Activity
Output only this range of the data below: the line that contains "the distant building?" through the final line, both ends included, each retyped exactly.
*** Dataset entries ***
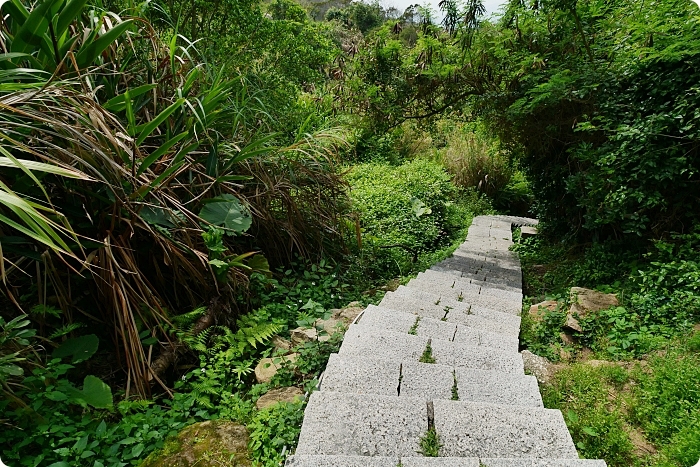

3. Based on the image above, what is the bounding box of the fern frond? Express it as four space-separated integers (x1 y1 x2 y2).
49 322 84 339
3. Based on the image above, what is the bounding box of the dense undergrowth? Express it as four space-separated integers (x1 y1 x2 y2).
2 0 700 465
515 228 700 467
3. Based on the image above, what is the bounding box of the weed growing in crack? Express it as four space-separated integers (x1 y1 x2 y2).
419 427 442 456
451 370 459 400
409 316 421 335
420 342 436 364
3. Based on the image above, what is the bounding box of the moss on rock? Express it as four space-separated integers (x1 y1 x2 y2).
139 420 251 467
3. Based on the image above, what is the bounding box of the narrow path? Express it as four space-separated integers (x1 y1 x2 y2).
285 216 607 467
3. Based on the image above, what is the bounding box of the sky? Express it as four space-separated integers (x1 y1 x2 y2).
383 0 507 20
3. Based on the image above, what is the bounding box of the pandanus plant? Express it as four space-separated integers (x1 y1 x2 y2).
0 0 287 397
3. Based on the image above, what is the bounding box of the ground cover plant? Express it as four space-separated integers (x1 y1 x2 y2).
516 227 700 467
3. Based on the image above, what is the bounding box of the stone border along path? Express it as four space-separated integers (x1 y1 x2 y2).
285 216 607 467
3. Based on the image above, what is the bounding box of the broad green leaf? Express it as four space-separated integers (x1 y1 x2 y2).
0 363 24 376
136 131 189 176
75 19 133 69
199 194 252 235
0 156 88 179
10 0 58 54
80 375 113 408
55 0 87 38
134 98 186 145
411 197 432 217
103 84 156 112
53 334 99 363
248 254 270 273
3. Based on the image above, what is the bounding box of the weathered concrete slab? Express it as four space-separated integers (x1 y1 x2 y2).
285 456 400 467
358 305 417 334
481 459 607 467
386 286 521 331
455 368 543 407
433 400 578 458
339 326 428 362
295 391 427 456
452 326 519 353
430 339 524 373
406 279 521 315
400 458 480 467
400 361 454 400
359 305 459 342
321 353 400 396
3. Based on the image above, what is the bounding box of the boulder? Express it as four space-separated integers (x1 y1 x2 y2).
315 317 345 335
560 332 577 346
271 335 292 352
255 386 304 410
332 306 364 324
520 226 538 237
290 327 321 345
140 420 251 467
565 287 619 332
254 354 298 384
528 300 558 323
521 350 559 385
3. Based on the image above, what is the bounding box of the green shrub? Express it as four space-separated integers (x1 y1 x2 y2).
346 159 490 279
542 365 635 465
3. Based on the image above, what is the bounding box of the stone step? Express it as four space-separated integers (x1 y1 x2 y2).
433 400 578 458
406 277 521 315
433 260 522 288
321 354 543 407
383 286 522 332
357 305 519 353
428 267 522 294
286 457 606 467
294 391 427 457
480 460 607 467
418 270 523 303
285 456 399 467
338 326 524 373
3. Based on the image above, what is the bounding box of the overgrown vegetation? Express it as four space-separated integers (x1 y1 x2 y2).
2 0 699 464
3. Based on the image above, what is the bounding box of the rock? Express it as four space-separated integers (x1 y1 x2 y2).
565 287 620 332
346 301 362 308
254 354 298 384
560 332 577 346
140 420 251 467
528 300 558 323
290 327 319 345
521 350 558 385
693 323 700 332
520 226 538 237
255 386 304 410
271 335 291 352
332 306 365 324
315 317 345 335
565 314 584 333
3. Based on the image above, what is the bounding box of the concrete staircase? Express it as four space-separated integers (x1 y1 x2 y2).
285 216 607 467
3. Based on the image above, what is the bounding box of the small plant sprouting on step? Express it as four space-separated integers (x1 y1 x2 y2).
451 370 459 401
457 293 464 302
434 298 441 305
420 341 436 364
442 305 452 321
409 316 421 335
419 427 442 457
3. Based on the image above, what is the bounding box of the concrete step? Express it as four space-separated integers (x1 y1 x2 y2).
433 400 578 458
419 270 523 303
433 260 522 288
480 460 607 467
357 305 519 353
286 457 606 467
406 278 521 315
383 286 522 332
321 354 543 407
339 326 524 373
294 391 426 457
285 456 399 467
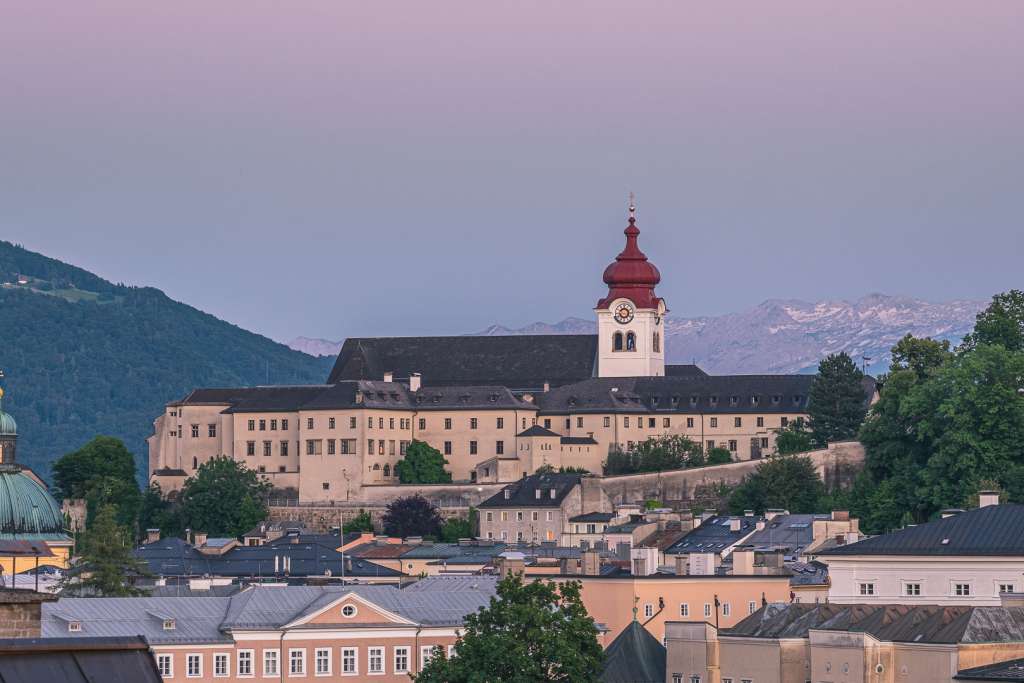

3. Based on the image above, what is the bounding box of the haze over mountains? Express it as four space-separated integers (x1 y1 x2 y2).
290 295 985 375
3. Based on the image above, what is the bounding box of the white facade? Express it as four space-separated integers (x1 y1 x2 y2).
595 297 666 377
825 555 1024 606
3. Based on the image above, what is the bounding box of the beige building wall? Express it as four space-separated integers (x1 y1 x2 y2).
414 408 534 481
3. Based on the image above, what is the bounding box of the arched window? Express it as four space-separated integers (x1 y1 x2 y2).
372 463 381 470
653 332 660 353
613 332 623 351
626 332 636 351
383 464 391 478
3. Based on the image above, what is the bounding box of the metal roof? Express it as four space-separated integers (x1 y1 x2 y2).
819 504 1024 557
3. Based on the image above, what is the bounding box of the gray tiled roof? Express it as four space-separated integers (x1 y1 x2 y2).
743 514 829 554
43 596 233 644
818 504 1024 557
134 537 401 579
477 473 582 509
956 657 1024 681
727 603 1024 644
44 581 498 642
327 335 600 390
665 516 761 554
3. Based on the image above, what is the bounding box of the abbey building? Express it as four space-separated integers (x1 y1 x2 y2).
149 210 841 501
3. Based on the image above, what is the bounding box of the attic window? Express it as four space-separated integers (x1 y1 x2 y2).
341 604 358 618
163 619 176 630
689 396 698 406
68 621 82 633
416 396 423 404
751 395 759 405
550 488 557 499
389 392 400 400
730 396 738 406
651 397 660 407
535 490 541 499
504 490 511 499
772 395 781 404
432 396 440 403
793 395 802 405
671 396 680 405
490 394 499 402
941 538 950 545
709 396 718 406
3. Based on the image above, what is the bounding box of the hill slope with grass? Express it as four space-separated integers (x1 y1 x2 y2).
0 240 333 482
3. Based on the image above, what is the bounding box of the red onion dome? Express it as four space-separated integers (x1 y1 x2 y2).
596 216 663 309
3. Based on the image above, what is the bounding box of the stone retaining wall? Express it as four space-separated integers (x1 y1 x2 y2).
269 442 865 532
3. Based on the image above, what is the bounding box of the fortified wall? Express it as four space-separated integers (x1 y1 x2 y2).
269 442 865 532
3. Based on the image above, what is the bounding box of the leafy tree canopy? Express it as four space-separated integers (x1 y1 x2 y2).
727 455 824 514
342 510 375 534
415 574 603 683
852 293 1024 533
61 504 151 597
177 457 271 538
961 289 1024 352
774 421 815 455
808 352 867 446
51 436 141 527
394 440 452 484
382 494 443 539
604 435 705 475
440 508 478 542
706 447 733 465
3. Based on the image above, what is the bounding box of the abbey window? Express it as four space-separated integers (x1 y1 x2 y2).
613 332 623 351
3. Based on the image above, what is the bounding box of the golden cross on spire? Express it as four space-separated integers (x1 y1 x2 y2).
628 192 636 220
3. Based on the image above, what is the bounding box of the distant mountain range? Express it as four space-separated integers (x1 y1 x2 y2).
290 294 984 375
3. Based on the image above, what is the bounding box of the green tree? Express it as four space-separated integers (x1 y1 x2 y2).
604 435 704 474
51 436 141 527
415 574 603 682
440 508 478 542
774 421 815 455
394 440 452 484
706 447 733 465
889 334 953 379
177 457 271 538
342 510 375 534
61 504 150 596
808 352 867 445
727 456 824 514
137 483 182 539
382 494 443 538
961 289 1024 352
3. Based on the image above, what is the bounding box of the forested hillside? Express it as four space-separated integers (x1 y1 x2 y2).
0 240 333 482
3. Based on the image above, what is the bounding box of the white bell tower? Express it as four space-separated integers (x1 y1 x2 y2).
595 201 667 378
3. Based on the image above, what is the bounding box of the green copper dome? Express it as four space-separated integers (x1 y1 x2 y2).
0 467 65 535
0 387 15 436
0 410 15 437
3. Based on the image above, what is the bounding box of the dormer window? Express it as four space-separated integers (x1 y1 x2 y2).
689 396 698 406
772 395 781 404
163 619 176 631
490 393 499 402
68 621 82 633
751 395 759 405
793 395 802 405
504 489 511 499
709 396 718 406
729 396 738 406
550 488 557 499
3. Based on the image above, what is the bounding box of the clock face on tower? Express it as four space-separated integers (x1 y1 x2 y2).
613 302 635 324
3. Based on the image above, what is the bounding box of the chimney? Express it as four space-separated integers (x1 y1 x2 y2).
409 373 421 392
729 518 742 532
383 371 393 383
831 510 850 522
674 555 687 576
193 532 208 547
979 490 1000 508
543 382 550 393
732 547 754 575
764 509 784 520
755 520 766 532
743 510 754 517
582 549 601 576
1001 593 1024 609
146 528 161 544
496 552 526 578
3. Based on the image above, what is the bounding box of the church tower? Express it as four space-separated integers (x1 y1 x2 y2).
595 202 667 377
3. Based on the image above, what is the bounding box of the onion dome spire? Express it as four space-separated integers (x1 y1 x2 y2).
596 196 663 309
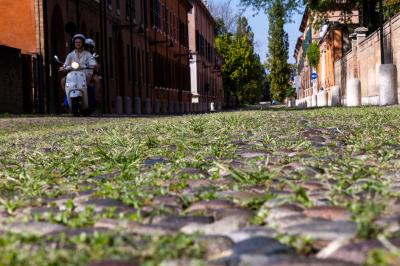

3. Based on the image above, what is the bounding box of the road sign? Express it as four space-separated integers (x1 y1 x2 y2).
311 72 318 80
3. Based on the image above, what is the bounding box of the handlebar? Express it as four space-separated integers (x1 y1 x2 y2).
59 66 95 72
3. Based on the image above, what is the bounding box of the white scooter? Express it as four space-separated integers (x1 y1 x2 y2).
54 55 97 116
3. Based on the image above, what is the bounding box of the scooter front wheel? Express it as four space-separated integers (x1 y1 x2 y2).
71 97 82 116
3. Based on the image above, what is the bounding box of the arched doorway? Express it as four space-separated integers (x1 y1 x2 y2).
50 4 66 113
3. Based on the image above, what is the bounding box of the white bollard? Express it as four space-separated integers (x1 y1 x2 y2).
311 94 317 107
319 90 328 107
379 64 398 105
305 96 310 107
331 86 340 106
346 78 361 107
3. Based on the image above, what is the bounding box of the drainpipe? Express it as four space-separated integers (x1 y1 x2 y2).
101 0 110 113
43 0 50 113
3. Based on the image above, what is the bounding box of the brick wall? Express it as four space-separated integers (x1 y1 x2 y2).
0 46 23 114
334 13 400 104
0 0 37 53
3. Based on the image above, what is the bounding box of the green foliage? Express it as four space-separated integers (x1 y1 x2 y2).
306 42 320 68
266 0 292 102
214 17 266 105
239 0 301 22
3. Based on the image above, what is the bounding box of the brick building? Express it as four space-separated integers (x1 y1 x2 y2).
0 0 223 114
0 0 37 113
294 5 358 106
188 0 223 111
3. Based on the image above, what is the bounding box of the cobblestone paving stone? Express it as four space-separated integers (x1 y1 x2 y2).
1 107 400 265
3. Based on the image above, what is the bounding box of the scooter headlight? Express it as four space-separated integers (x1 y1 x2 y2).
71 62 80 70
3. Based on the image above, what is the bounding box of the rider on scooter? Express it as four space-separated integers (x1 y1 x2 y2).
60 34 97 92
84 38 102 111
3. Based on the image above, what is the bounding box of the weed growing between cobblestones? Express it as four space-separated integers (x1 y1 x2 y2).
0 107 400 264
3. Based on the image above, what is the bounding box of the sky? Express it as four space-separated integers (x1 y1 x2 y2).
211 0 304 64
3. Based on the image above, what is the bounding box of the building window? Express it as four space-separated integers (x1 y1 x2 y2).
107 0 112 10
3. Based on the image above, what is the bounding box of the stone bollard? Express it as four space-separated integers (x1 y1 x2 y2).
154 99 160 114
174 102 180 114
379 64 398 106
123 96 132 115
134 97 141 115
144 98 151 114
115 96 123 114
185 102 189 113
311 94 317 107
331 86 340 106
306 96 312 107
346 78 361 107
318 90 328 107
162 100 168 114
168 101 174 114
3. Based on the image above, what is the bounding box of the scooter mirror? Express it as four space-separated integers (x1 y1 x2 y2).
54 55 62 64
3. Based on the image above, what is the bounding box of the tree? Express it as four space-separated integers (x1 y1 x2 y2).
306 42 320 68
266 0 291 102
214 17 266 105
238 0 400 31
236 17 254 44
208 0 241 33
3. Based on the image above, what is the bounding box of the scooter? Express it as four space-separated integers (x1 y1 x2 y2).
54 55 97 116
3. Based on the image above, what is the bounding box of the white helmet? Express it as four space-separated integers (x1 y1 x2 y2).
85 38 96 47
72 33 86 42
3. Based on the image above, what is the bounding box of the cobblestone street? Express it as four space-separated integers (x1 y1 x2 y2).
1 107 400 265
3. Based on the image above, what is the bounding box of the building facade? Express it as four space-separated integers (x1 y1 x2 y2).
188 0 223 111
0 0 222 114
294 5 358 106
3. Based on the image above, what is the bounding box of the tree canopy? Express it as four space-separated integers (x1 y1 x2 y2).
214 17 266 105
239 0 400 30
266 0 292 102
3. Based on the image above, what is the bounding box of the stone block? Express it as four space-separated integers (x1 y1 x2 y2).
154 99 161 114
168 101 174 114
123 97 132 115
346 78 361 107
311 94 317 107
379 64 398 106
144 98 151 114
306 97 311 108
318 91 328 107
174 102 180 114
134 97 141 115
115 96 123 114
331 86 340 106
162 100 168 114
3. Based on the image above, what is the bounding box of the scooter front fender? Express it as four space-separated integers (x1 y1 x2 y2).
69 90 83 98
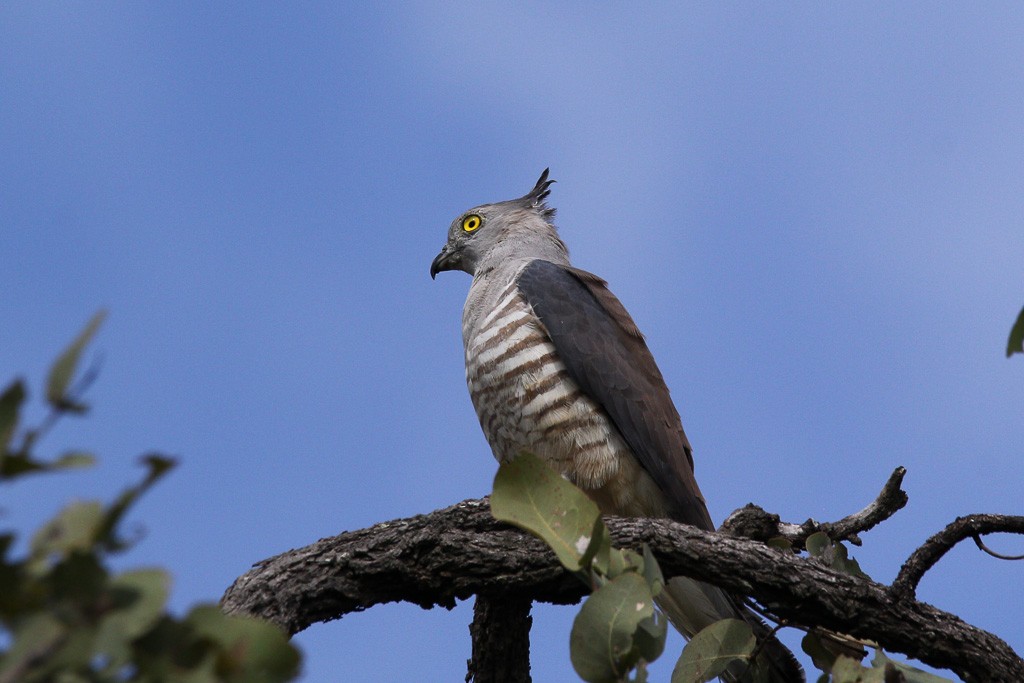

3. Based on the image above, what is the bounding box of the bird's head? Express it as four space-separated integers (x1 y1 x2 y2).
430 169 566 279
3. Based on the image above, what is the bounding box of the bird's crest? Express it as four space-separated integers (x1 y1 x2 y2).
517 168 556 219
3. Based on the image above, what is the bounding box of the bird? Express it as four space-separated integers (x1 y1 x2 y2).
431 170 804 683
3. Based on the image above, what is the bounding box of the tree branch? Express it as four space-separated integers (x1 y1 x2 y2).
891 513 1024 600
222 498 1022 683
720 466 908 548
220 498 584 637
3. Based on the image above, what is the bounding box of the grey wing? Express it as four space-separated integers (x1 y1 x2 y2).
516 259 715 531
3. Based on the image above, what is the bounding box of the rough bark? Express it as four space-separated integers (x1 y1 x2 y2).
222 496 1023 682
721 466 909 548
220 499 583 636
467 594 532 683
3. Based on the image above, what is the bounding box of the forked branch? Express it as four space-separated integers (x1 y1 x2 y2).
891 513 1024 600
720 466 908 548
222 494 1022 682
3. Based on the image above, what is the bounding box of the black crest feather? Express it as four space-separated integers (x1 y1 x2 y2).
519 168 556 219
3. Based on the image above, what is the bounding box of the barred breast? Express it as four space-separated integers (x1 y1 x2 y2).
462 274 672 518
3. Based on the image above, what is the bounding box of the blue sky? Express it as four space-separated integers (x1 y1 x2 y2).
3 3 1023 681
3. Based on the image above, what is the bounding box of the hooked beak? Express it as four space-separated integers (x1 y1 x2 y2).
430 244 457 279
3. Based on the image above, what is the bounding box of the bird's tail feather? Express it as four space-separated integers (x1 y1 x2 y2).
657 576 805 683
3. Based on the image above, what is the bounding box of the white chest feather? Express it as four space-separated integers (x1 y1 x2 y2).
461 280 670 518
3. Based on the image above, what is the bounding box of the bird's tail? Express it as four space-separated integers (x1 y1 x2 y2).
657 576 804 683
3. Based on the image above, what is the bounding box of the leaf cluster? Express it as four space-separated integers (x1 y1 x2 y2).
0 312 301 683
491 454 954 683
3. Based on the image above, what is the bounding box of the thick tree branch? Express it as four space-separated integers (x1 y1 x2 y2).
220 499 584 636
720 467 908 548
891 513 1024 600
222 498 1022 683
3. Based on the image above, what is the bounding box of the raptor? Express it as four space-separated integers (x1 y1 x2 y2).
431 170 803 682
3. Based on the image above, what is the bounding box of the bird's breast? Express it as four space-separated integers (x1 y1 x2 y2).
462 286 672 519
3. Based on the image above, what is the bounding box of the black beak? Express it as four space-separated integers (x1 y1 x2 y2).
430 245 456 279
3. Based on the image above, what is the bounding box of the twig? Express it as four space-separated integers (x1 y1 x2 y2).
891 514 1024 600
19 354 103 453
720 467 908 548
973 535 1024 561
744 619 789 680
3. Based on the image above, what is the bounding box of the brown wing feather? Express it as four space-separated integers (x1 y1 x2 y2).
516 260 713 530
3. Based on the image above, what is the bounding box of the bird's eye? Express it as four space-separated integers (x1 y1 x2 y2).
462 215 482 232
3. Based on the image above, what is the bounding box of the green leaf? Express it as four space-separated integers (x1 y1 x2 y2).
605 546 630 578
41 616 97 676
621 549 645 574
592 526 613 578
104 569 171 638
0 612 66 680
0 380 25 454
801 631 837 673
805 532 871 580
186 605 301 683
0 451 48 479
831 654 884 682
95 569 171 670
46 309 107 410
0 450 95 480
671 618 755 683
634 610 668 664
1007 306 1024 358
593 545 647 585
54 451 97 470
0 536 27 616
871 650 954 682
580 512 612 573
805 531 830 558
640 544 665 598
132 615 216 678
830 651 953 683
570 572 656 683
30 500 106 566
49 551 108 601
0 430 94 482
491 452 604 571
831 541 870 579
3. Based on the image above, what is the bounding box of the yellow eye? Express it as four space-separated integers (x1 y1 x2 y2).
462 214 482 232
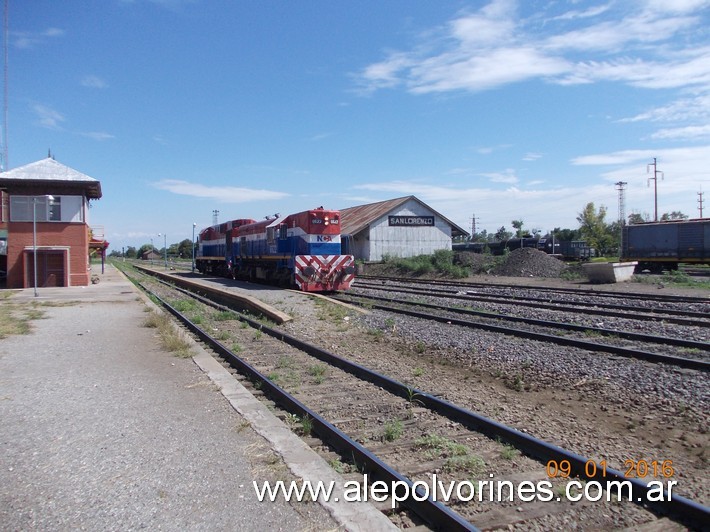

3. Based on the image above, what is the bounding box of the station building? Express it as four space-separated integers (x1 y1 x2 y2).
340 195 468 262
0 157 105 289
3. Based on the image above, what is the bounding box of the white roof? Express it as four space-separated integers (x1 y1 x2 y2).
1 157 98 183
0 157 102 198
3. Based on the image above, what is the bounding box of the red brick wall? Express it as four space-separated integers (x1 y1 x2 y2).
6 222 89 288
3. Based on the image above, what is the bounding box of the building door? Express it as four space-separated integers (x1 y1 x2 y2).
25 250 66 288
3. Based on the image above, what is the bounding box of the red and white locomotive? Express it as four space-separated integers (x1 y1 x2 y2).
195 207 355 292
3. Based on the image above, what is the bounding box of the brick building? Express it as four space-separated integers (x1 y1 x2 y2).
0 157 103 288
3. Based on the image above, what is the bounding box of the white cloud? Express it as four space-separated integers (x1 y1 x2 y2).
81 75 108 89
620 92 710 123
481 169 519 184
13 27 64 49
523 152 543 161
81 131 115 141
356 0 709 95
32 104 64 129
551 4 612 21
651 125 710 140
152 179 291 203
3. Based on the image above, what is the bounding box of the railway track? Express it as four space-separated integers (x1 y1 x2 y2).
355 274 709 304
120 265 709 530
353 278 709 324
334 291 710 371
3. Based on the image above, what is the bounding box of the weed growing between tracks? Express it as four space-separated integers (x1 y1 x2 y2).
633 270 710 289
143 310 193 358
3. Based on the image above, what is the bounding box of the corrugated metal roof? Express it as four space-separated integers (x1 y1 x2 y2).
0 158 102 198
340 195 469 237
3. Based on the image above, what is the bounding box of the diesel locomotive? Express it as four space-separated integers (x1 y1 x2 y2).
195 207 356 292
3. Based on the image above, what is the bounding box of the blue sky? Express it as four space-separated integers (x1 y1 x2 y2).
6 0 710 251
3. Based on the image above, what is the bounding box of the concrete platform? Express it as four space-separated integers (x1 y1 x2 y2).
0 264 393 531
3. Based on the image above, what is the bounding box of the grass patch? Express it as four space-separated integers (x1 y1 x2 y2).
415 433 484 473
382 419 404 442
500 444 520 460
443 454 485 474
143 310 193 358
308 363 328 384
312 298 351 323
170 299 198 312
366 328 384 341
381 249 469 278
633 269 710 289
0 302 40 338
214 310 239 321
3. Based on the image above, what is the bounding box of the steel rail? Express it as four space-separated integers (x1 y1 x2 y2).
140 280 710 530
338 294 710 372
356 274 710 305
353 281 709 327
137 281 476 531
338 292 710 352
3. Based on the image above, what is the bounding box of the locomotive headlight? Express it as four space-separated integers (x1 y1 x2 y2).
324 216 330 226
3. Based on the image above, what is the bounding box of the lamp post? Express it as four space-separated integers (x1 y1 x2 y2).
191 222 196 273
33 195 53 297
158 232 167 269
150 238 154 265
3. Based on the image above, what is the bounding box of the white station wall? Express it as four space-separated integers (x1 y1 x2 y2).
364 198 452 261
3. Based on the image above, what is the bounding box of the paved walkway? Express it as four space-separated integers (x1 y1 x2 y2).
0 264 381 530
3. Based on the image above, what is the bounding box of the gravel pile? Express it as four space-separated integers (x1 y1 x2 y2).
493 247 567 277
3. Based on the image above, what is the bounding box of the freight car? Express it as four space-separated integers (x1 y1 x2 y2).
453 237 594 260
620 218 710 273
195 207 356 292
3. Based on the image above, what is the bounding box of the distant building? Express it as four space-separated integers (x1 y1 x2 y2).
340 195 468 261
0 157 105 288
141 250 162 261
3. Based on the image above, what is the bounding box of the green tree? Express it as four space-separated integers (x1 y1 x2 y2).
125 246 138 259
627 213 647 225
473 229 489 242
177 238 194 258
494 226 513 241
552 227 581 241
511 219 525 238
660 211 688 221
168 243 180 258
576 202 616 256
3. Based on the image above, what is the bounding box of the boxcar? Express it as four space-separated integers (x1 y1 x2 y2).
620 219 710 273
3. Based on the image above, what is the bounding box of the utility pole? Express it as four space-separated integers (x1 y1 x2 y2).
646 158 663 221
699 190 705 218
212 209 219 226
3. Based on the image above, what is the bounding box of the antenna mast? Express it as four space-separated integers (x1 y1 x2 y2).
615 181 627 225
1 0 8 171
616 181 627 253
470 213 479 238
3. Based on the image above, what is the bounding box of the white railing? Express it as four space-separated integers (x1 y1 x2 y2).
*** End of Dataset entries ***
Exercise solution
3. Based on the image above, what is the bounding box of the distant building? Express it as four space-separated integers (x1 y1 x2 y2).
340 195 468 261
0 157 105 288
141 250 162 261
3. Based on the image above, what is the bounding box of the green tree? Express it as four space-separated integers (x1 y1 x2 y2).
125 246 138 259
627 213 647 225
473 229 489 242
177 238 194 258
494 226 513 241
552 227 581 241
511 219 525 238
660 211 688 221
168 243 180 258
576 202 616 256
3. Based on the image above, what is the bounding box of the boxcar? Express it as four space-separated integers (x1 y1 x2 y2).
620 219 710 273
3. Based on the image above, what is the bounding box of the utility pole? Express it as four space-separated integers (x1 y1 x2 y2).
646 158 663 221
699 190 705 218
212 209 219 226
3. Based on the image above, what is the bounding box of the antenna mast? Express it as four space-separated integers (x1 y1 x2 y2).
615 181 627 225
1 0 8 171
616 181 627 253
470 213 479 238
3. Based on the image above, what is the bounding box of the white railing? Express it as four space-separated integers (x1 y1 x2 y2).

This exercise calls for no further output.